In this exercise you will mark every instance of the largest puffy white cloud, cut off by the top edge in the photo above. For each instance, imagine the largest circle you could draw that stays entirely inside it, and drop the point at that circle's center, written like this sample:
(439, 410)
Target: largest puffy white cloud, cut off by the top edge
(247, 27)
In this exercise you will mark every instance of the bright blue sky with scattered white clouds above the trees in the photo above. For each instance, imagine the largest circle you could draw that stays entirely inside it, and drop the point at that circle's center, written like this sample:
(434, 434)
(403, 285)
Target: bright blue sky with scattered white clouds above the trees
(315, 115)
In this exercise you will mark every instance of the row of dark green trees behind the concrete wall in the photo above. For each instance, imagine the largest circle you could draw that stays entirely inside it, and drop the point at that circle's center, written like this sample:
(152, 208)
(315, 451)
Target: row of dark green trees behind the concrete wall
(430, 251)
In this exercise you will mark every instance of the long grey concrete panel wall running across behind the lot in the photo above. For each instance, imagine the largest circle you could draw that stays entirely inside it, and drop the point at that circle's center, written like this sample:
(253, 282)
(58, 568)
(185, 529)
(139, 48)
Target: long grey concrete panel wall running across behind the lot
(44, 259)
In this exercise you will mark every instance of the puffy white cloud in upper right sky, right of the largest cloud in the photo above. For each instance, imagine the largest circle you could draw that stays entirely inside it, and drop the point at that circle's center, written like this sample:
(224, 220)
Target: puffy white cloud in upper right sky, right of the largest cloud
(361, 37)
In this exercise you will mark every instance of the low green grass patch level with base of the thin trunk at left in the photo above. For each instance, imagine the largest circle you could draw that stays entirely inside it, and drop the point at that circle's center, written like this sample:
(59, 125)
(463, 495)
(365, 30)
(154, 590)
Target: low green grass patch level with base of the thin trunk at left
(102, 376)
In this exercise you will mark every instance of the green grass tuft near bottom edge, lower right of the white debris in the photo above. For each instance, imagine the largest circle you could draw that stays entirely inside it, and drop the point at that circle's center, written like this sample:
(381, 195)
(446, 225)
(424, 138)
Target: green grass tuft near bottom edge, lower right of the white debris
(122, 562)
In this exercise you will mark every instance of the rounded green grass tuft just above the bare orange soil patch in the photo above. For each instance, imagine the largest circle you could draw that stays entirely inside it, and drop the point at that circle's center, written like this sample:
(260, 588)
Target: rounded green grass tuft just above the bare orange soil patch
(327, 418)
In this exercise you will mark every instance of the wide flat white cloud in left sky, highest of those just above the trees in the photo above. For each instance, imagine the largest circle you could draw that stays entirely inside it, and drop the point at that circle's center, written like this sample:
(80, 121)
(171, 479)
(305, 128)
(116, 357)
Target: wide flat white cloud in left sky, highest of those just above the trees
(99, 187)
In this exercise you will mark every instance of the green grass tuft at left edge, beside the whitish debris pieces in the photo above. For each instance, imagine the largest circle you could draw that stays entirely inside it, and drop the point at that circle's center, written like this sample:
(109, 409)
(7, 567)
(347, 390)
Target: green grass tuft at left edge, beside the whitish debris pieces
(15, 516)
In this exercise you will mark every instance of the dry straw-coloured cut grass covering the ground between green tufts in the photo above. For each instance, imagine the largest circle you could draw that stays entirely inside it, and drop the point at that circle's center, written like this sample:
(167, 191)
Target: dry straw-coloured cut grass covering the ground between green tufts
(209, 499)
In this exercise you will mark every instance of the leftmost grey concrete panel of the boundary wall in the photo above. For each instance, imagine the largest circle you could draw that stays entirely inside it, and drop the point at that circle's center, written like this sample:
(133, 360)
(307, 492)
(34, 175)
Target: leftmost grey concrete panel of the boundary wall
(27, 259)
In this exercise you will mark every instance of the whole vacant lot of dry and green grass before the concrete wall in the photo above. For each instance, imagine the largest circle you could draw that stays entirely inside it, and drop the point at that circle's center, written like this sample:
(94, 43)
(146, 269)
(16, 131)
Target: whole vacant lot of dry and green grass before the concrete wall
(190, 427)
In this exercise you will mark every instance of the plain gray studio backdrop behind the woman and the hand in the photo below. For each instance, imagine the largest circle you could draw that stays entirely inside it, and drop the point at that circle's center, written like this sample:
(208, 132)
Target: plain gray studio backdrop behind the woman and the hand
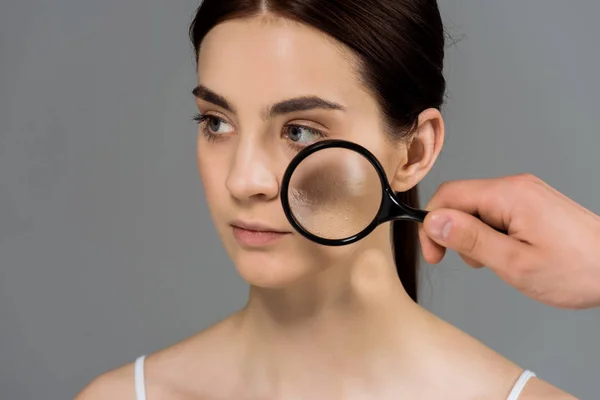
(106, 247)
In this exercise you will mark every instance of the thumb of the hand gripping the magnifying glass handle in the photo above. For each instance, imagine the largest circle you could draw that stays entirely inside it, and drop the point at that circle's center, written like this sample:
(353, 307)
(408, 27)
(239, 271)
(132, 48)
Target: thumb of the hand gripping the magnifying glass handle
(472, 238)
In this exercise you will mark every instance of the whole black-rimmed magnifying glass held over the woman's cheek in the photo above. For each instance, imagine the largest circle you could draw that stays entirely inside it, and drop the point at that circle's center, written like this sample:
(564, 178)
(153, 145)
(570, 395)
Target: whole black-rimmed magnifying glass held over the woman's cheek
(335, 192)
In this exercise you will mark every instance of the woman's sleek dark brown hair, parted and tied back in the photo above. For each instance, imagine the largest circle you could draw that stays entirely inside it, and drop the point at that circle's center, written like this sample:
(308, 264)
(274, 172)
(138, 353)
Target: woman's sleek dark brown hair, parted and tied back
(399, 45)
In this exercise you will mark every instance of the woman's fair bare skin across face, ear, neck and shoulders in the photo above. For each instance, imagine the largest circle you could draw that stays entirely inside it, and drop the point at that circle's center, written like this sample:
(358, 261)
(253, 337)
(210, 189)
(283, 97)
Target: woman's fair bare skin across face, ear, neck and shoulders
(322, 323)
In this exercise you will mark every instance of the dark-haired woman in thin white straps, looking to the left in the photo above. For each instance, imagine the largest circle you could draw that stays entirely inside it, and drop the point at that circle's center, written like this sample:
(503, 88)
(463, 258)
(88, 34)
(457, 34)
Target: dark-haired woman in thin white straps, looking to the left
(321, 323)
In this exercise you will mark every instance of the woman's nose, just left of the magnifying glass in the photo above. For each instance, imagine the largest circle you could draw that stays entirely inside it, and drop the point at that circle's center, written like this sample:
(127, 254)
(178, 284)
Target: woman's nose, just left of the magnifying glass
(251, 175)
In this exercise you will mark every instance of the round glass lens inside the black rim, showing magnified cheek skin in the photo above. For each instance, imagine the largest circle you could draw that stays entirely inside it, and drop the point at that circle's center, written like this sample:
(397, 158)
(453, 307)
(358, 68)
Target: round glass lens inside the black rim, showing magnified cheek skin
(335, 193)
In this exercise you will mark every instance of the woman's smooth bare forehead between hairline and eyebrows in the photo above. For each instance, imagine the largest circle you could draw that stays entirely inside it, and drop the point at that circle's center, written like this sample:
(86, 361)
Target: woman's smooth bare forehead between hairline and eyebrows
(273, 59)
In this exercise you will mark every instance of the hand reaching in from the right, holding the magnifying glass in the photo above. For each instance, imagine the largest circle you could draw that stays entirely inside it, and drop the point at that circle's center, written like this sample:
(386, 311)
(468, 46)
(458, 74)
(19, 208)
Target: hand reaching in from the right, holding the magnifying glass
(551, 249)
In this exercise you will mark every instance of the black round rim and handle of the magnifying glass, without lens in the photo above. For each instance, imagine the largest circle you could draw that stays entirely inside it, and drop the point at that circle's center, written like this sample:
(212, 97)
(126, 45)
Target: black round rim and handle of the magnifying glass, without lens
(390, 208)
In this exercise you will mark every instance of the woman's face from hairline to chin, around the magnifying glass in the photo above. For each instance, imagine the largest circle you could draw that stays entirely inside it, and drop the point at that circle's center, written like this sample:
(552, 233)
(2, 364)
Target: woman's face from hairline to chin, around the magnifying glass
(266, 89)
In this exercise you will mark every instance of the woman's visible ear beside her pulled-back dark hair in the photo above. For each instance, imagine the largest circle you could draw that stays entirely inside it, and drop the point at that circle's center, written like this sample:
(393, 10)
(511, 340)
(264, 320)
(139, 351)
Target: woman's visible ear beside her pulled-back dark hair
(419, 151)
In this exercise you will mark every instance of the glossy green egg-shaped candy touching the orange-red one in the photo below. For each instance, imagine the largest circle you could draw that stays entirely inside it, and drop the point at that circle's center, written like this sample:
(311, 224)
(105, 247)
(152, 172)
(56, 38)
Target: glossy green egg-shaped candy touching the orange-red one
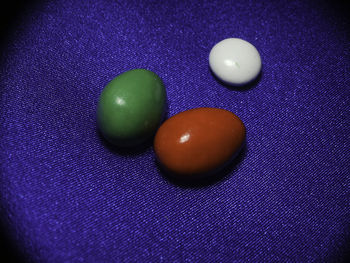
(131, 107)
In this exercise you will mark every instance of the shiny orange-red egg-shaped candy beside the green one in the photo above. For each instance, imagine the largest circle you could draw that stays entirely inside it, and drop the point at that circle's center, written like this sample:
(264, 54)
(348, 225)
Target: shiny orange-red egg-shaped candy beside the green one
(198, 141)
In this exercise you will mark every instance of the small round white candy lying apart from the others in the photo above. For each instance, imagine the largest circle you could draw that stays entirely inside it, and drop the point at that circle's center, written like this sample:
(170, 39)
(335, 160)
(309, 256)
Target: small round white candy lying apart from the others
(235, 61)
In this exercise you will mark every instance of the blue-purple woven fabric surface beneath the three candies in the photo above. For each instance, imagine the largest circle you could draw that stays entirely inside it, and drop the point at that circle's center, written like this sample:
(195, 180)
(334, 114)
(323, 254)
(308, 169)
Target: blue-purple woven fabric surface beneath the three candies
(66, 196)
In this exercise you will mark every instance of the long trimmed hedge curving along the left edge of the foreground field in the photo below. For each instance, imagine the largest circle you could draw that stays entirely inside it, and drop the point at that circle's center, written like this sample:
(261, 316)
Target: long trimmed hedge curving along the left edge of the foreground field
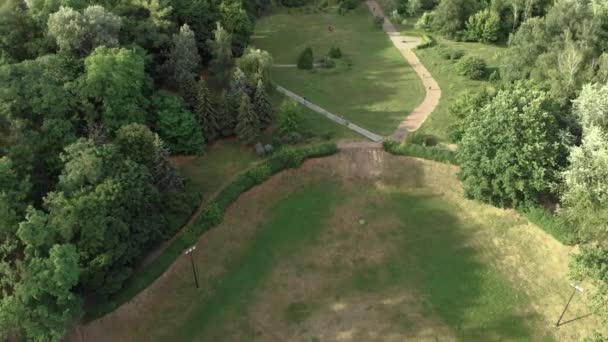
(211, 216)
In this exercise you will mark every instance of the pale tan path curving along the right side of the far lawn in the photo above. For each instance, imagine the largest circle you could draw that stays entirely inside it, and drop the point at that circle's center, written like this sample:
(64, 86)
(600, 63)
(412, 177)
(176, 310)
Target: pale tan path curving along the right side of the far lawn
(405, 44)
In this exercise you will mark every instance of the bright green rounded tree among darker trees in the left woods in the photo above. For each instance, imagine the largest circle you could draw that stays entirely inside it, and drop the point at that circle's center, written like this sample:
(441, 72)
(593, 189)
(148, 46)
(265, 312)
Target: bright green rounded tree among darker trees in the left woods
(113, 82)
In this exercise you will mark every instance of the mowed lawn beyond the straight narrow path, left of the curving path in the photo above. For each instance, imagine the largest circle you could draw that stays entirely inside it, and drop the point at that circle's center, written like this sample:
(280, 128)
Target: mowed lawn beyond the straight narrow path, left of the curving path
(376, 92)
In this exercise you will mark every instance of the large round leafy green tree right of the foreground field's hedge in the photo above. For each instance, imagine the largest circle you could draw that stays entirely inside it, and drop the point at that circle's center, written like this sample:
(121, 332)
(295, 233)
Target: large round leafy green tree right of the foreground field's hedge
(511, 150)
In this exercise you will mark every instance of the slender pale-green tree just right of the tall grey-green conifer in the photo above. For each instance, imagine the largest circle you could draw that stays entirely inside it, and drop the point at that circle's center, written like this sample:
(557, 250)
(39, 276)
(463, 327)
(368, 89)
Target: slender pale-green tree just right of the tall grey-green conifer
(221, 50)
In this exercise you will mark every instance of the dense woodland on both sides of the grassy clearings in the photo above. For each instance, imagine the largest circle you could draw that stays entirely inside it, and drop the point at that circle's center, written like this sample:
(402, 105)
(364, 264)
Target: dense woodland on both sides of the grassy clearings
(97, 95)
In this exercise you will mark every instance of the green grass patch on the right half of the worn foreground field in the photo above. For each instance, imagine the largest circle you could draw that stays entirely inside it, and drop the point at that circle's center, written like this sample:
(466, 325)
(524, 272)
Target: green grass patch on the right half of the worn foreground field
(435, 256)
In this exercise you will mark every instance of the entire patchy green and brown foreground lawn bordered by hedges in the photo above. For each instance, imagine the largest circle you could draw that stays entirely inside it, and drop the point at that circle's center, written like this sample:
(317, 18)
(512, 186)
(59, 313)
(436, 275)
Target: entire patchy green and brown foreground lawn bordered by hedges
(292, 262)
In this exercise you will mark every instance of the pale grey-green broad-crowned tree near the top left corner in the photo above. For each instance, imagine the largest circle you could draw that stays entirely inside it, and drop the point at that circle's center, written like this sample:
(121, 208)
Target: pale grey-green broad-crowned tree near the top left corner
(83, 32)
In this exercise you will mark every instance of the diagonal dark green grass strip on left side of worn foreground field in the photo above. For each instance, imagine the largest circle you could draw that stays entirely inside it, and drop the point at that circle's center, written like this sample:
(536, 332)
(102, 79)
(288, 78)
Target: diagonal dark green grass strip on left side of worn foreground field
(293, 223)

□ □ □

Only the lines from the start of the data to the line holding "the bright blue" are wanted; return them exactly, both ends included.

■ Response area ■
In this exercise you will mark every instance of the largest puffy white cloud, cut off by the top edge in the photo above. For each instance, imagine the largest circle you could draw that stays entirely inside it, and drop the point at that circle's center, written like this sample:
(439, 410)
Target: largest puffy white cloud, cut off by the top edge
(247, 27)
In this exercise you will mark every instance of the bright blue sky with scattered white clouds above the trees in the photo above. For each instance, imagine the largest circle you could draw that stays entirely inside it, and drop the point at that circle's center, written like this sample:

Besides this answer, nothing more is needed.